## TASK INSTRUCTIONS
- A) In the waffle cone text, translate this sentence into Spanish: "These Waffle Cones are simple to make, with a sweet vanilla flavor and a wonderful crispness."
- B) Output the part of the waffle cone text between "You know that" and "ice cream, too!", inclusive.
- C) Shorten the paragraph of the waffle cone text that begins "This recipe ended up way trickier" and keep its main facts.

## DOCUMENT EXCERPT
****
Create crispy, golden waffle cones at home that add a touch of magic to your ice cream. This Waffle Cone Recipe Guide will walk you through the simple process, including the equipment you need, tips for success, and how to store them.
You know that amazing smell when you walk into an ice cream shop that makes its own waffle cones? Well, with this Waffle Cone recipe, you can make your house smell just like that. It's so magical. And even better: you get two treats in one when you eat them with ice cream, too!
These Waffle Cones are simple to make, with a sweet vanilla flavor and a wonderful crispness. The shell is sturdy enough to hold your ice cream, but still tender enough to taste great after the ice cream is all gone.
While this Waffle Cone Tutorial teaches you how to shape the cookies into classic cylindrical edible ice cream holders, you can also use the same recipe to make other shapes, such as "waffle bowls" and "waffle tacos" to make other ice cream treats.
So, let's get to making it, shall we? The text below offers tons of tips and helpful notes, or you can scroll to the bottom to grab the recipe and get started!
Behind the Scenes of the Development Process
This recipe ended up way trickier than I had anticipated. Ultimately, I think it took about 12 rounds of testing to get the correct consistency, strength, and taste I was looking for.
I tested different sugars, numerous quantities of flour and fat, and of course, various ways to enhance the strength of the cone (so it doesn't break as you are scooping the ice cream into it).
This was also my first time using an at-home waffle cone maker, and there is a whole slew of advice I have to share with you on that front because there is definitely a learning curve.
****
## DATA PROVIDED
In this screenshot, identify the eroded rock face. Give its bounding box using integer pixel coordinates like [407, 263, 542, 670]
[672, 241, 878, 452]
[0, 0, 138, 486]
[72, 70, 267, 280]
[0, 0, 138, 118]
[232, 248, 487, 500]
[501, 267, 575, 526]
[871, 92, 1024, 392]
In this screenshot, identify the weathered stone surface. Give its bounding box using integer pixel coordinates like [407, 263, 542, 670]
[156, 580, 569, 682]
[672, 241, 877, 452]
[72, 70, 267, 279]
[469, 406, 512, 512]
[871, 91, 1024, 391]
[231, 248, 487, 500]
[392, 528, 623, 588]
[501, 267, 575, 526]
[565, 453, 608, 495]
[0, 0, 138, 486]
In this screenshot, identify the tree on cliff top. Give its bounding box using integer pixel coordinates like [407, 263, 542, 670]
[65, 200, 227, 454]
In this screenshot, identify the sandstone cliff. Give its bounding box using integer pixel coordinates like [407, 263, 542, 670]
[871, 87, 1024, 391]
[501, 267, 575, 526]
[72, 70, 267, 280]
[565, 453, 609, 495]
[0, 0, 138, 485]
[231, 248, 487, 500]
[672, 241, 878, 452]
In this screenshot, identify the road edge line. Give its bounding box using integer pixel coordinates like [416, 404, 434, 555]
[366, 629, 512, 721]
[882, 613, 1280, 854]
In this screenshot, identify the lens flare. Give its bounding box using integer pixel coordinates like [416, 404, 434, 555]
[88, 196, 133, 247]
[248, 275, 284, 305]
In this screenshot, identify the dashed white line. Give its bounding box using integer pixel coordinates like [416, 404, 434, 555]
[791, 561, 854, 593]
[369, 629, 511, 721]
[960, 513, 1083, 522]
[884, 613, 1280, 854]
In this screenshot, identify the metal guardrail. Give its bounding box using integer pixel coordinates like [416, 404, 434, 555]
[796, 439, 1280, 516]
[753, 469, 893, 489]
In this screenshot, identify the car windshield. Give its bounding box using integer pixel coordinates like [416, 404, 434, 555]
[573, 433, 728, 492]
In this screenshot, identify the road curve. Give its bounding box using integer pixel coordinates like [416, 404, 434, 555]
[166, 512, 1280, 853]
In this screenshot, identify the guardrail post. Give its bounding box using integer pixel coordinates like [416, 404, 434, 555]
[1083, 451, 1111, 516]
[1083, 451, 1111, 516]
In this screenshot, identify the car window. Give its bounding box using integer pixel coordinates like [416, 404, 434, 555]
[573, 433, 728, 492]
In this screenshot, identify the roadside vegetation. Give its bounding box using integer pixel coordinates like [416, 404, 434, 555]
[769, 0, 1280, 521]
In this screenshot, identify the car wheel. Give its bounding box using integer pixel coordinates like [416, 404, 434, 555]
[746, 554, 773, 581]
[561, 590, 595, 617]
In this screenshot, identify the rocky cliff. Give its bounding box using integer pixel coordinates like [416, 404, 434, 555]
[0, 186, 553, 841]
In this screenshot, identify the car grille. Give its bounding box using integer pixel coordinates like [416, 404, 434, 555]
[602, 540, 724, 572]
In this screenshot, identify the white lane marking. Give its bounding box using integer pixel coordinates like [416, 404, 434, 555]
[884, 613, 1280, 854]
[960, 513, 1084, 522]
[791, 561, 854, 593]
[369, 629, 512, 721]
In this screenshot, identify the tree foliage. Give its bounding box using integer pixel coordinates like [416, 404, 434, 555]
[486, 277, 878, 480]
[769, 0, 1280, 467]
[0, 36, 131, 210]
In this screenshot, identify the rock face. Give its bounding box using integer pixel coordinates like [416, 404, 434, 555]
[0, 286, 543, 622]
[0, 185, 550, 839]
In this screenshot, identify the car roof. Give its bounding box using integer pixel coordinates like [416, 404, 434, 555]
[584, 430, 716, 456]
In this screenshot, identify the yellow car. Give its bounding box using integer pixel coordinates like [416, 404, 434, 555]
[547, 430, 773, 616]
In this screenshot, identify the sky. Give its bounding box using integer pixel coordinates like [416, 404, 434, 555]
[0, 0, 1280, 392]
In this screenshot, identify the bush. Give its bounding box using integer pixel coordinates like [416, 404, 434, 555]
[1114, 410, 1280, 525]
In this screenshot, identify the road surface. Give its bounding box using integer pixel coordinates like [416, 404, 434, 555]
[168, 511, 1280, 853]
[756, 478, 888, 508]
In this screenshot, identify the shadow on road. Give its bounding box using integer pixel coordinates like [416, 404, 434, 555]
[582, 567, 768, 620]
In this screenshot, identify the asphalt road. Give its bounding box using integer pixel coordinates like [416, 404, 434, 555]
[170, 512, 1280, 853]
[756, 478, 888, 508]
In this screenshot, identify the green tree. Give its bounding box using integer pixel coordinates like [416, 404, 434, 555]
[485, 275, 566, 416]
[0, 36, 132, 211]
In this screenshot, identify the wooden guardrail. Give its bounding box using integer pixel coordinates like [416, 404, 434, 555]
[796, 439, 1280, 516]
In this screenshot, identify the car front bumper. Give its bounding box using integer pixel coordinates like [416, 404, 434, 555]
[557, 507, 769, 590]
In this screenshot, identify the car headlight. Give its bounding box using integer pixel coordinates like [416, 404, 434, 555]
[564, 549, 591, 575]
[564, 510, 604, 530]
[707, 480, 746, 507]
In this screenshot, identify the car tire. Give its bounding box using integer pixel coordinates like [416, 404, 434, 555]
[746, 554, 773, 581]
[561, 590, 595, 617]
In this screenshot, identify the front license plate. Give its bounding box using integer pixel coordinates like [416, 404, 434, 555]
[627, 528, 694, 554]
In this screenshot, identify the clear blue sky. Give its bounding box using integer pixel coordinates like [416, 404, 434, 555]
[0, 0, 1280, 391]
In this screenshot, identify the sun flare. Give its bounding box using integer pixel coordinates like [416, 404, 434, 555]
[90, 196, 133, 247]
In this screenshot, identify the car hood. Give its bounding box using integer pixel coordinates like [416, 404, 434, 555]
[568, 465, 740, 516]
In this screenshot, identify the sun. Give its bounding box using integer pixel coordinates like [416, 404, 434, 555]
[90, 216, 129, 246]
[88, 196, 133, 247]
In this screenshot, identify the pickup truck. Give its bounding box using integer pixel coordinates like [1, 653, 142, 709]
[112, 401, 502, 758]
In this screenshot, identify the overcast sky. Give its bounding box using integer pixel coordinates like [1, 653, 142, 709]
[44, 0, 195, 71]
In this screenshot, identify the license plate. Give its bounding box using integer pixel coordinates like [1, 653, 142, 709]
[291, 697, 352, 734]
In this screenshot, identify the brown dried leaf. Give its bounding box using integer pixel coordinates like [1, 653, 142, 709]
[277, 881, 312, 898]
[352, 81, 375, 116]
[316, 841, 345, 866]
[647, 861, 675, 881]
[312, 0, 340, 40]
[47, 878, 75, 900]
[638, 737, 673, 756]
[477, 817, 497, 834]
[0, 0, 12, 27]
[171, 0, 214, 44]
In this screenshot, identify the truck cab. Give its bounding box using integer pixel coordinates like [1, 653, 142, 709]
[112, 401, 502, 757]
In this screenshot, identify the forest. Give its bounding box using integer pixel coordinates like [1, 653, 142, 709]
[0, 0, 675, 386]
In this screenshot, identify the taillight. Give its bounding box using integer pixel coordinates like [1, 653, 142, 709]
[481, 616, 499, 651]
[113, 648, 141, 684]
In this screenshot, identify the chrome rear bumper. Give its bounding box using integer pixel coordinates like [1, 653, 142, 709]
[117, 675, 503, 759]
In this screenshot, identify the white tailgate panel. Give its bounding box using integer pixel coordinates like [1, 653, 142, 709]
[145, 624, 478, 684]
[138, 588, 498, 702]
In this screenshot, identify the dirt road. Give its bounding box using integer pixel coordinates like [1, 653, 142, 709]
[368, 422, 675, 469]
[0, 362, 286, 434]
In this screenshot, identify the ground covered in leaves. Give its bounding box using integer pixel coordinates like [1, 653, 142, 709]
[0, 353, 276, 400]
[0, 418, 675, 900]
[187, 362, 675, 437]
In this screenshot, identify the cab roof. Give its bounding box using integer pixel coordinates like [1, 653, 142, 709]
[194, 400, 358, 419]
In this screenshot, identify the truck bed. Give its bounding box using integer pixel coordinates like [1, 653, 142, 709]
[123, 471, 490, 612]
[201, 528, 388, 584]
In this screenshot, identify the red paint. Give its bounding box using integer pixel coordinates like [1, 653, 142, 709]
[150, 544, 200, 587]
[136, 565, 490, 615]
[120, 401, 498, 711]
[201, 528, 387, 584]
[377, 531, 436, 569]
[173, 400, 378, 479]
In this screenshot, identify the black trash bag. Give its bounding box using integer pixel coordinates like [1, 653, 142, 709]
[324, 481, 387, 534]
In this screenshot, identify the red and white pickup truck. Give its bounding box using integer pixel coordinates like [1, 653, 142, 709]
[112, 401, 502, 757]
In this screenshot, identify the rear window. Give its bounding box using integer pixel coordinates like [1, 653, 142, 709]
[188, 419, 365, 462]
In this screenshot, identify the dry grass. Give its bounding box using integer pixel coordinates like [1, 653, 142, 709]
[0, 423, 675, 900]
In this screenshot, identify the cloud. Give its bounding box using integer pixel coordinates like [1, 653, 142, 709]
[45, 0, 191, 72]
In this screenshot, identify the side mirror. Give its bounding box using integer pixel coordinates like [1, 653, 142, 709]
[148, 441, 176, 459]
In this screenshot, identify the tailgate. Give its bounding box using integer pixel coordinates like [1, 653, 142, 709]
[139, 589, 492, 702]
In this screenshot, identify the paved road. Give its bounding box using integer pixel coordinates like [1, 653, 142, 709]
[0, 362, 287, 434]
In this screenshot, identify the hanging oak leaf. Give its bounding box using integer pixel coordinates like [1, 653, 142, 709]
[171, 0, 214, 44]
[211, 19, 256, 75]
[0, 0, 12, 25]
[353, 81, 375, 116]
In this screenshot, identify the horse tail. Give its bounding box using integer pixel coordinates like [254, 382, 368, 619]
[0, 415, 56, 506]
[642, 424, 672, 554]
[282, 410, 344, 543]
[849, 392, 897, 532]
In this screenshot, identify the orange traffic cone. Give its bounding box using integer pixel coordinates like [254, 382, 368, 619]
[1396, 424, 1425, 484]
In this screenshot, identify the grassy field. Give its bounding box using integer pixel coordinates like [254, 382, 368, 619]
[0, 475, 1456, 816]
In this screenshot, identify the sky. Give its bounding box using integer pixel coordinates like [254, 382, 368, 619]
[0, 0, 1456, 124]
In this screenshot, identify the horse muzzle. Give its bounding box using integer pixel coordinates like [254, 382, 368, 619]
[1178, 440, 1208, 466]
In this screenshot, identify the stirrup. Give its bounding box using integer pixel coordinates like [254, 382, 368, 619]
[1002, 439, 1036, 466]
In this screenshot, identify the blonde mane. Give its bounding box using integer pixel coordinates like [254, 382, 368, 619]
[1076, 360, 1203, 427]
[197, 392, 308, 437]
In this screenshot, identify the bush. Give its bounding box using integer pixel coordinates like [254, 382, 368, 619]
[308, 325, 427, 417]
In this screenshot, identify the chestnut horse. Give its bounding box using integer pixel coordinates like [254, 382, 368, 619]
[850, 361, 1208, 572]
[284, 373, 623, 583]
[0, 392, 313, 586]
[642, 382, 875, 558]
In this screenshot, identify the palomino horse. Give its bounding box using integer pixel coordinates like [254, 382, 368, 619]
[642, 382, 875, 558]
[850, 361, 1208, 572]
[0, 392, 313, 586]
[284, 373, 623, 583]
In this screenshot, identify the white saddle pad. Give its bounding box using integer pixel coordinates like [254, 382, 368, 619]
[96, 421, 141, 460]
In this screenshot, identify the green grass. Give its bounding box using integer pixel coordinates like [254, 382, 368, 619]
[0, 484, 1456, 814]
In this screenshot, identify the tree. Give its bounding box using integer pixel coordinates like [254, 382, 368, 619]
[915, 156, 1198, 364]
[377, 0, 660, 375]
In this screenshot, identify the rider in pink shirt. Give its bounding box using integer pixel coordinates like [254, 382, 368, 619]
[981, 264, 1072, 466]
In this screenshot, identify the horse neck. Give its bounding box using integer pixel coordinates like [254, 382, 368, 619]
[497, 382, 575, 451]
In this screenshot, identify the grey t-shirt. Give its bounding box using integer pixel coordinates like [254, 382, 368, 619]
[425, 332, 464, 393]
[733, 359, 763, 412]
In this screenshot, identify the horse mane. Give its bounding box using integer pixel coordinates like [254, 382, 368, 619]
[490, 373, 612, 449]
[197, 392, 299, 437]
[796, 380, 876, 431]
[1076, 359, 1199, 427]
****
## TASK-BY-TASK SOLUTIONS
- A) Estos conos de barquillo son fáciles de hacer, con un dulce sabor a vainilla y un maravilloso toque crujiente.

- B)
You know that amazing smell when you walk into an ice cream shop that makes its own waffle cones? Well, with this Waffle Cone recipe, you can make your house smell just like that. It's so magical. And even better: you get two treats in one when you eat them with ice cream, too!

- C) The recipe was harder than expected and took about 12 rounds of testing to get the right consistency, strength, and taste.